• [Seçilmiş Bölüm]:
Çerkesya tarihi ile
yakın bağlantısı olan “L’aque (Tlako) (1)” dünyada benzeri
az, soylar arasında ve yemin ile girilen, korunmaya dayalı
bir örgütlenme şeklidir. Bu kuruluşun yardımlaşma gibi
aşağıda okuyacağınız başka yararları da vardır. Çerkesya’yı
ziyaret eden gezginler, L'aque kelimesine sosyal anlamda;
Arapça: "Cemiyet’ül İkha eş-Şerkesiyye", Fransızca: "Amicale
Circassienne" ve İngilizce: " Society of Fraternity"
demişler ve sonuçta L'aque'yi “Kardeşlik Cemiyeti” olarak
tanımlamışlardır (2).
L’aque’ler: Selam vermekten, alış veriş yapmaya, cezaların
uygulanmasından, eğitimin nasıl verileceğine dair tüm
kurallarını kendi içlerinde belirlemişlerdir. L’aque’lerin
kişi sayısı kimi zaman 100'den az veya daha fazla kişiden de
oluşabiliyordu.
L’aque fertleri;
insanları hoşnut edebilmek için, davranışlarıyla sosyal
hayatı bir aktör gibi yaşarlar ve karşılarında bulunanları
bu centilmenlikleriyle etkilerlerdi. L’aque mensuplarının
arasında, küçük veya büyük ayrımı yoktu. Ne küçüklük
kayırılma sebebi olabilir, ne de tek başına büyüklük kişiyi
üstün kılardı. Üyelerinin hepsi eşit olup, hiçbirinin
gördüğü saygı ve sevginin ötesinde bir imtiyazı yoktu. Tarih
boyunca büyük bilginler yetiştiren L’aque’lar, haklı bir üne
sahiptiler. İddiaları, barışa ve mutluluğa giden yolda tüm
insanlarla kardeş olmaktı. Bireylerinin isimleri,
centilmenlik ve kahramanlık şiirlerinde geçerdi. Fakat
hiçbirinin sosyal veya hukuki bir ayrıcalığı yoktu. Tüm
davranışlarında dikkatli olmak zorundaydılar. Sade
vatandaşın yaptığı ve kamuoyu tarafından normal karşılanan
bir davranış, L’aque için hoş karşılanmayabilirdi. Onlar
kadim gelenek, görenek ve kabullerine göre duruş ve davranış
sergiliyorlardı. Saygılı bakmalı, nezaketli oturmalı, ölçülü
ses tonu ile konuşmalı, kişileri önemseyerek iletişim kurup,
kendileriyle ne kadar barışık ve sosyalleşmiş olduklarını
göstermeliydiler.

• [Çözülecek Sorular]:
A: L'aque metnine göre şu soruları cevapla:
(i) Gezginler L'aque'yi sonunda hangi adla tanımlamıştır?
(ii) Bir L'aque'nin kişi sayısı hakkında ne deniyor?
(iii) L'aque'lerin iddiası neydi?
B: L'aque metninde gezginlerin L'aque için kullandığı bütün adları, hangi dilde olduklarıyla birlikte sırala.
C: L'aque hakkındaki metni son cümlesinden sonra devam ettirerek yaz.
Malzemenin buradaki işle hiçbir ilgisi yoktur.

• [Veriler]:

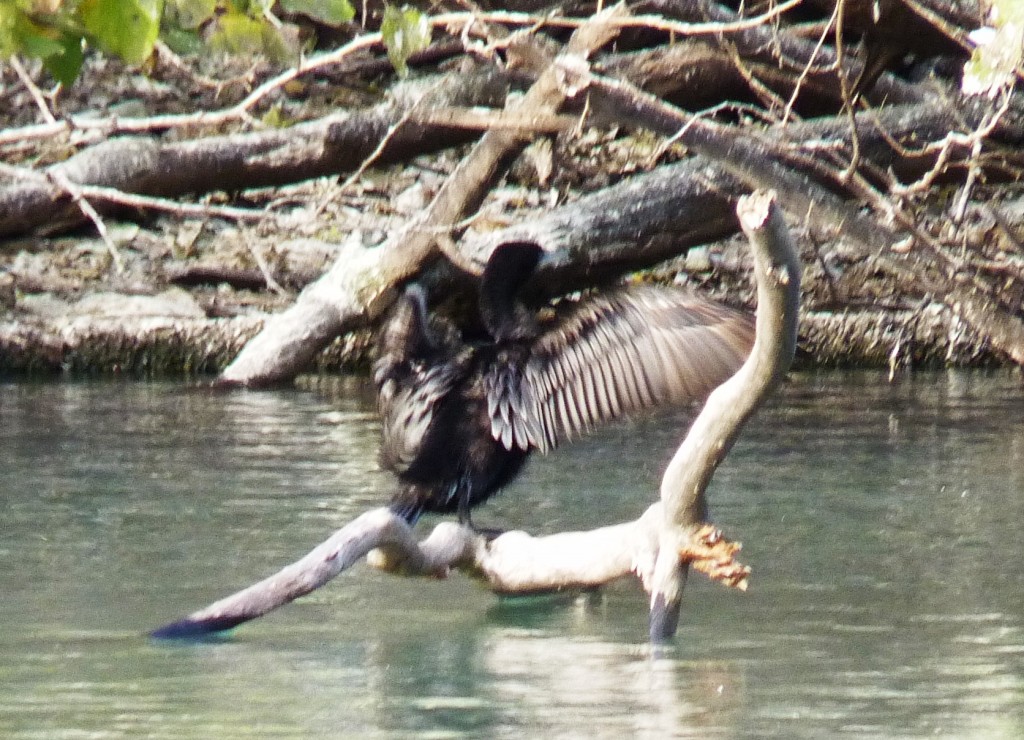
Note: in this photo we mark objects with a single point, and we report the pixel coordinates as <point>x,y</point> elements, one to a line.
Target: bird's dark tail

• [Görev Sonuçları]:
A:
(i) "Kardeşlik Cemiyeti" olarak tanımlamışlardır.
(ii) Kimi zaman 100'den az, kimi zaman daha fazla kişiden oluşabiliyordu.
(iii) Barışa ve mutluluğa giden yolda tüm insanlarla kardeş olmaktı.

B:
- Arapça: "Cemiyet’ül İkha eş-Şerkesiyye"
- Fransızca: "Amicale Circassienne"
- İngilizce: "Society of Fraternity"

C:
.
Bütün L’aque
fertlerine, iyi insan olmaları konusunda dersler verilirdi,
daha sonra da savaşçı ve şövalye ruhlu olmaları için
eğitilirlerdi. Bu nedenle bütün L’aque fertleri birbirlerine
kardeş ve kız kardeş gözüyle bakarlardı.
Yeminli Kardeşliğin
Bazı Önemli Noktaları
1)
Kardeşlik yemini eden soylar bu yeminden sonra kardeştirler
ve kardeş sayılırlar.
2)
L’aque fertlerinden birisi bir felaket ile karşılaştığında,
kardeşlerce ona yardım eli uzatılır.
3)
Evlenecek olan gençlere, yardım edilir.
4)
L’aque fertlerinin gelişmiş insan olmaları için, gerekli
erdemler akıl ve sezgi yoluyla bulunup, uygulanır.
5)
Güçlüklerin aşılmasında, savaş ve düşmanlık gibi durumlarda;
kardeşler birbirine yardım eder. (3)
6)
Yeminli kardeşlik grubu üyelerinin birbirleriyle
evlenemezler.
Yeminli kardeşlik grubu
üyelerinin biri birleriyle evlenmelerinin katı yaptırımlarla
engellenmiş olmasının amacı; evlenmenin gerektirdiği bazı
örf adet yükümlülüklerinden dolayı, aynı grup içerisinde
bulunan fertler arasında bir takım anlaşmazlıklara yol açma
ihtimalinin ve beraberinde toplumsal düzenin bozulma
tehlikesinin ortaya çıkabilecek olmasıydı.
Avrupa Birliği’nin
Türkiye Temsilcisi olan Hans Jorg Kreschmer,
Ankara'da Çerkes’ce öğrenen çocukların diploma töreninde
yapmış olduğu konuşmasında,
Çerkes kültürü
hakkında: “Avrupa kültürünün kökü ve anası”,
nitelemesi yapmıştır.
.
Hans Jorg Kreschmer
Dolayısıyla,
Yeminli Kardeşlik'in
Batı'ya nasıl
taşındığı konusundan da biraz söz etmemiz gerekiyor.
.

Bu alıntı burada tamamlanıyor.